Problem set =
1. In the bond market passage below, rewrite the paragraph beginning "That's proved a toxic combination" as a short bulleted list that keeps its main facts.
2. According to the bond market passage below, what yield are US five-year notes offering?
3. Using the bond market passage below, explain why the global bond rout accelerated this week.

It’s a potentially bold call. The global bond rout accelerated this week as the UK’s plan for large tax cuts added the potential for a wave of fiscal profligacy to the reasons for investors to shy away from government debt. The Federal Reserve is leading developed-nation central banks in delivering the steepest interest-rate hikes in a generation — and pledging to keep rates higher as long as it takes to quash inflation.

That’s proved a toxic combination for Treasuries. Investors have been burned at least twice this year after rebounds for US bonds in May and June evaporated once the Fed made it clear the threat of a recession won’t stop it from tightening. Strategists are mostly underscoring the potential for fresh selloffs in bonds, even if yields are now high enough to tempt investors.

‘Looking Attractive’

“Treasuries are looking attractive at these levels,” said Prashant Newnaha, a rates strategist at TD Securities in Singapore. US five-year notes are yielding 4.15%, while similar-maturity inflation swaps at 2.5% signal the Fed is expected to succeed in cooling cost pressures, he said.

Exercise data =
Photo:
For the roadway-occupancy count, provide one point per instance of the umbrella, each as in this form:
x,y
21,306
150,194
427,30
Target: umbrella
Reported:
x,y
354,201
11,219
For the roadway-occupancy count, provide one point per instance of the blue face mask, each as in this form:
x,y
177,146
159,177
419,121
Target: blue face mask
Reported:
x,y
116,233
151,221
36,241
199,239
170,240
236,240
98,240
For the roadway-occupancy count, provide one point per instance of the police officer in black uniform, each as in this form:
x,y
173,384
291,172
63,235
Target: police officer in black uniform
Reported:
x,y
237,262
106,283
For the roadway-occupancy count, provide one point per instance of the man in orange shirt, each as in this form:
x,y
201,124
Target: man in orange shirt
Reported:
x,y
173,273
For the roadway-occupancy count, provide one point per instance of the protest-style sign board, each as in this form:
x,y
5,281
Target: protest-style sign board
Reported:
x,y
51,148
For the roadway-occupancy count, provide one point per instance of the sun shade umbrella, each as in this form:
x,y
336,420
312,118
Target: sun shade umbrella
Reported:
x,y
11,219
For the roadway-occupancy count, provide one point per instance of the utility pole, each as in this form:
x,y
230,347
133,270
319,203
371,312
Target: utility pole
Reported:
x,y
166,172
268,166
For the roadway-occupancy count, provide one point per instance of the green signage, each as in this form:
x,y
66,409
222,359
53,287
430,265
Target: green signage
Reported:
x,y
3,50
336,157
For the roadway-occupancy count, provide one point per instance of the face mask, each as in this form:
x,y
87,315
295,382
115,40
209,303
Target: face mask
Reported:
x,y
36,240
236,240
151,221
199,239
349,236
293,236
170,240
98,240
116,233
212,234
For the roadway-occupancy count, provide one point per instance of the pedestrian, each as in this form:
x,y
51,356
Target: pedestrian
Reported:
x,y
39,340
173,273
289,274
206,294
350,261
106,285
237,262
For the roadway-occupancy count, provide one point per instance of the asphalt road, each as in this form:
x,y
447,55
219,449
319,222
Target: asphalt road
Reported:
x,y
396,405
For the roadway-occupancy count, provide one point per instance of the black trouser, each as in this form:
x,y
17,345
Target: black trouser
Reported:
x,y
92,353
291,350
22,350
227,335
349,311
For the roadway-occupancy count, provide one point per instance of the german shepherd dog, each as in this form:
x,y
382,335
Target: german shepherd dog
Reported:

Task-by-task results =
1.
- The combination has been toxic for Treasuries.
- Investors have been burned at least twice this year: US bond rebounds in May and June evaporated once the Fed made clear that the threat of a recession would not stop it from tightening.
- Strategists mostly stress the potential for fresh bond selloffs, even though yields are now high enough to tempt investors.

2. US five-year notes are yielding 4.15%.

3. The rout accelerated because the UK's plan for large tax cuts raised the prospect of a wave of fiscal profligacy. That prospect gave investors one more reason to avoid government debt.